-- BEGIN SUPPLIED INFORMATION --

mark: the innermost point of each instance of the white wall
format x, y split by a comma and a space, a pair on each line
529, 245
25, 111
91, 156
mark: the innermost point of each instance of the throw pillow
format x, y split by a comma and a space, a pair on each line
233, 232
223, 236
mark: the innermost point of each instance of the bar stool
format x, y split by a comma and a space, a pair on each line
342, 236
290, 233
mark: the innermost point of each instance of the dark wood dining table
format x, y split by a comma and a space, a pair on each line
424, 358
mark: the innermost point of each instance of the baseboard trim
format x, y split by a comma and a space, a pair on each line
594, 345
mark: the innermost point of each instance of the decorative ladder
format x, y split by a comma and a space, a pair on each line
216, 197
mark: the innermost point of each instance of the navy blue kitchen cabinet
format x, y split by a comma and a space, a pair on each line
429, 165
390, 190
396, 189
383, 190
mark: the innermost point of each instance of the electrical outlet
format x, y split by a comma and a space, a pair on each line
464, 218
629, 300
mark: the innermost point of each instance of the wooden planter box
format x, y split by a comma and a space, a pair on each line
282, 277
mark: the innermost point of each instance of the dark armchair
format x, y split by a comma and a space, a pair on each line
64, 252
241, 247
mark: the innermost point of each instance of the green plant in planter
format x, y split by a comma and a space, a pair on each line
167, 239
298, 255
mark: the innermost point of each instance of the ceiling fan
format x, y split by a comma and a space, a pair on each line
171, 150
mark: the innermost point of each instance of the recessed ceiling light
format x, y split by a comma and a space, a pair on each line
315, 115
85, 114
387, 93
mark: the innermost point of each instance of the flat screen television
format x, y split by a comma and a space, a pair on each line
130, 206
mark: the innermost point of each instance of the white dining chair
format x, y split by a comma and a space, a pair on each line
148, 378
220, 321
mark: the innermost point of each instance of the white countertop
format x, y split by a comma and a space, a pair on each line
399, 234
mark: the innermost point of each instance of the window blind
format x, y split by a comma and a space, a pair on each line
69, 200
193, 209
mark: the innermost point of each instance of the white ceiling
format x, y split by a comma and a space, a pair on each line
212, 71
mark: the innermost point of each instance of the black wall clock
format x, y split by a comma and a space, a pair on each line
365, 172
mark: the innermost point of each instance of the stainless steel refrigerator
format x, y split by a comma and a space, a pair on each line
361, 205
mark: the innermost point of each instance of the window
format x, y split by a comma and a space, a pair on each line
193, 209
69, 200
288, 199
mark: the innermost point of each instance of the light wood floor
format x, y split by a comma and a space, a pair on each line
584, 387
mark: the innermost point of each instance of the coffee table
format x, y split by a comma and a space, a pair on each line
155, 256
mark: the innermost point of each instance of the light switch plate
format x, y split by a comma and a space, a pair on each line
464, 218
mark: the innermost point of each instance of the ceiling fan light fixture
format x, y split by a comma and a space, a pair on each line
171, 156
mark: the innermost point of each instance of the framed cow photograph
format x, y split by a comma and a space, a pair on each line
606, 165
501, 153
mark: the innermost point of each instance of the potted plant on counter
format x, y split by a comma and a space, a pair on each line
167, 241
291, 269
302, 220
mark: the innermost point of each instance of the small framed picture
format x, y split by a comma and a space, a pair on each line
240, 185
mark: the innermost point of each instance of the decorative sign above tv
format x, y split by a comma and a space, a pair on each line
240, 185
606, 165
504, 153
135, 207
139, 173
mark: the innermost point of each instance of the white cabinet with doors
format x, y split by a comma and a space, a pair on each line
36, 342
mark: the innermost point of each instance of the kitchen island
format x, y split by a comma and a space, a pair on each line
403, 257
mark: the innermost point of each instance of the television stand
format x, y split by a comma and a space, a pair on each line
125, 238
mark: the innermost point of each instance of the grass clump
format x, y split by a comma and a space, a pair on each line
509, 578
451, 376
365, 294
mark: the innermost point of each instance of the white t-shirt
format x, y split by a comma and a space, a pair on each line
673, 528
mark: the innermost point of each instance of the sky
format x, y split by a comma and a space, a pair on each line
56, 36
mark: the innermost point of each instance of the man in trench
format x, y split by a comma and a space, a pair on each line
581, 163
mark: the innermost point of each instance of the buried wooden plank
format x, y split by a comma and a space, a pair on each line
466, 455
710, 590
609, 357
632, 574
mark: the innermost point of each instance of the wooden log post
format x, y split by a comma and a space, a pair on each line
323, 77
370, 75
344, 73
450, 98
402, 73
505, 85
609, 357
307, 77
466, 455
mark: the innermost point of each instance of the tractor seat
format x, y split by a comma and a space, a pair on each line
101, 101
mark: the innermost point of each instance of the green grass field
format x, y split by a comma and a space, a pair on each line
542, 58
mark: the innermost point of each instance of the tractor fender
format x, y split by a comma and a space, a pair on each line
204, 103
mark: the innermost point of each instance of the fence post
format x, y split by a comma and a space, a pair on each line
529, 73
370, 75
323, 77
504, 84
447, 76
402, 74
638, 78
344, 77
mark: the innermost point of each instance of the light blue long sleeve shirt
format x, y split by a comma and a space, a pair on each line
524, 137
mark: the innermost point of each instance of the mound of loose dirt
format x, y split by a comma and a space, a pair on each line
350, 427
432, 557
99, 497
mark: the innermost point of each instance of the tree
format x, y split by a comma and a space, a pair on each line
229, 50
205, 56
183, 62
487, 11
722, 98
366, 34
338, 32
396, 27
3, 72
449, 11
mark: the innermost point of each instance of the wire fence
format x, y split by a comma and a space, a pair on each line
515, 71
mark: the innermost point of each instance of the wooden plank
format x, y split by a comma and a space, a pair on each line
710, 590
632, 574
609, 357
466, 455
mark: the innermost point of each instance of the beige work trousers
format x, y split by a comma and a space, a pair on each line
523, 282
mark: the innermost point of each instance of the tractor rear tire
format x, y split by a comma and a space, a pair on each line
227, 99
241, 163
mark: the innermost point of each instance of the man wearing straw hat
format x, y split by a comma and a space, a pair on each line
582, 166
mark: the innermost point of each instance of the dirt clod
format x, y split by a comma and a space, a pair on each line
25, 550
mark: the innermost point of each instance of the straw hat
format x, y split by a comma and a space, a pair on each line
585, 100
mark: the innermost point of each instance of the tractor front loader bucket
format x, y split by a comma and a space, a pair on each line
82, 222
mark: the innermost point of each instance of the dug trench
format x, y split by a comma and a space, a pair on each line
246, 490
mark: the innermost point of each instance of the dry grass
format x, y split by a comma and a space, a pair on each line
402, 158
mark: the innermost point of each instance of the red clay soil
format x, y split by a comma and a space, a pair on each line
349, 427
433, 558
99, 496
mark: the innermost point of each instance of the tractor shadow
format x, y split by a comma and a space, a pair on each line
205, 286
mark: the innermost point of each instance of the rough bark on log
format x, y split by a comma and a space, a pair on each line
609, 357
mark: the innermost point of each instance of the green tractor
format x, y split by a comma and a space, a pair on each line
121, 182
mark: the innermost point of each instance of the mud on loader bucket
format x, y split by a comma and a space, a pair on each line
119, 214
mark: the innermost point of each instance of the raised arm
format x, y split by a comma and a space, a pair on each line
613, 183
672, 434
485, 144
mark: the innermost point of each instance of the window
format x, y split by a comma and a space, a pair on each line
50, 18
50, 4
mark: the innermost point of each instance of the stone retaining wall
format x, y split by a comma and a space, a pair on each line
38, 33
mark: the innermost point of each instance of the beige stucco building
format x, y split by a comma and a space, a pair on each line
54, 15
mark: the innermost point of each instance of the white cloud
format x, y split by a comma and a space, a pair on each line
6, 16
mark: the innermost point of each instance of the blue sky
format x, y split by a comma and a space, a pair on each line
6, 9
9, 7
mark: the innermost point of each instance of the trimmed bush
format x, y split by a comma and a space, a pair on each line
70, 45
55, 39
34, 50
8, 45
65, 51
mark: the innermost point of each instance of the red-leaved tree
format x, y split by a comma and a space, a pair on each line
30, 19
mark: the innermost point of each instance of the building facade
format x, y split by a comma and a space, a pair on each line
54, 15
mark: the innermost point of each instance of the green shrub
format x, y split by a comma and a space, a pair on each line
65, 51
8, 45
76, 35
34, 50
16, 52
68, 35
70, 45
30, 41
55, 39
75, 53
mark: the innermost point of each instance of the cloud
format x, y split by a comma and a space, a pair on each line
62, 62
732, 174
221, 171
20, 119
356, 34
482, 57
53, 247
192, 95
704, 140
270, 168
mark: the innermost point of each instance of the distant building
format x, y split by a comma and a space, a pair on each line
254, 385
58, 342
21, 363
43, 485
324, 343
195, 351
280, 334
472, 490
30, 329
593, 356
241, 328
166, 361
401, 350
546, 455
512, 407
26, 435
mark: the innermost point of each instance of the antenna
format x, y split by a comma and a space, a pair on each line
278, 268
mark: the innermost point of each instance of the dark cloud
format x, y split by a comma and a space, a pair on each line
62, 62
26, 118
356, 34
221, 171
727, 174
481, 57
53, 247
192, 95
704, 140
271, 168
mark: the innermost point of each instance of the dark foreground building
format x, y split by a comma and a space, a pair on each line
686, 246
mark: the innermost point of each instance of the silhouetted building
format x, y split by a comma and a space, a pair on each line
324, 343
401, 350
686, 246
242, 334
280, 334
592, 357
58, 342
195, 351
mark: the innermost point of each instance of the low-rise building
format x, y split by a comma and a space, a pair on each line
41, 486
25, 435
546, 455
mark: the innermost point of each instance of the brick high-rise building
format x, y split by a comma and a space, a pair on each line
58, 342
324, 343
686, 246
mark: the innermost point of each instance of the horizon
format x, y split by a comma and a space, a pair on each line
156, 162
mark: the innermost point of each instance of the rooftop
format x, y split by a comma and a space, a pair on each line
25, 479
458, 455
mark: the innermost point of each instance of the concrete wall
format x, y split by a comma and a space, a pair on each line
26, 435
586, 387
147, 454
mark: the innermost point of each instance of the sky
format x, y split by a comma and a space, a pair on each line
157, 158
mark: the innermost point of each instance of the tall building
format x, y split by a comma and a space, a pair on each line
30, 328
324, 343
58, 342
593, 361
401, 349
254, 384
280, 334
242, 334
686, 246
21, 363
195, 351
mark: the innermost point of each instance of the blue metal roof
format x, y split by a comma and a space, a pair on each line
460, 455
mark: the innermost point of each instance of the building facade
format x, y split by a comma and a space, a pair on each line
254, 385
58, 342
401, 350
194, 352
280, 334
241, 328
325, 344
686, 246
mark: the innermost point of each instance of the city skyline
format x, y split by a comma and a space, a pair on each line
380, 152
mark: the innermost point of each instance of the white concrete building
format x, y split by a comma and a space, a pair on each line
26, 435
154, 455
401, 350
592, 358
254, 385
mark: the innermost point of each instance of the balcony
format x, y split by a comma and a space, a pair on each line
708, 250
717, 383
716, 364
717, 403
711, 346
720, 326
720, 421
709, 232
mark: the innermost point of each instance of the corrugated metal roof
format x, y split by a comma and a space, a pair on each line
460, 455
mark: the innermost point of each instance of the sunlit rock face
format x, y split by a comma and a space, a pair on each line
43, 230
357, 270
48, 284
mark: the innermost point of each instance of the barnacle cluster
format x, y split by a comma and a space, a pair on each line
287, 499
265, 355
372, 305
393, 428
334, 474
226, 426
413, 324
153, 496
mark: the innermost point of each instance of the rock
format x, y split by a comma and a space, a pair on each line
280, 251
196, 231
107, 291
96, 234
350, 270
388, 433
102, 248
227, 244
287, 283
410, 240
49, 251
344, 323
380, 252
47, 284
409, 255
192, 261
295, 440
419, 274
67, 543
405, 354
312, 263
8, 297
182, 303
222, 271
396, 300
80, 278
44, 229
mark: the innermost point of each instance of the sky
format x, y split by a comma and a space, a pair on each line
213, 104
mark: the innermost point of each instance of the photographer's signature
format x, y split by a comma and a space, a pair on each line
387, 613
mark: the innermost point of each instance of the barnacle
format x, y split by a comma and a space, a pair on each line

-- END SUPPLIED INFORMATION --

▶ [WORK REQUIRED]:
Nothing but the lines from the one with "mark: the innermost point of each instance of the rock" through the end of the data above should be repeated, each exactly as it stands.

▶ [ANSWER FOR THE TASK]:
mark: the innermost point of each instance of the rock
format x, y split by a comma and a space, a pair on each line
280, 251
196, 231
107, 291
96, 234
350, 270
388, 433
102, 248
227, 244
287, 283
410, 240
49, 251
344, 323
380, 252
47, 284
409, 255
192, 261
295, 440
419, 274
67, 543
405, 354
312, 263
8, 297
182, 303
222, 271
396, 300
80, 278
44, 229
mark: the innermost point of each instance of the sky
format x, y split by a comma and a space, a pair on each line
213, 104
mark: the innermost point of each instance of the photographer's signature
format x, y split by a comma and a space, a pair on each line
387, 613
mark: the innermost point of each instance of the barnacle
format x, y split by a comma and a space, a pair on each line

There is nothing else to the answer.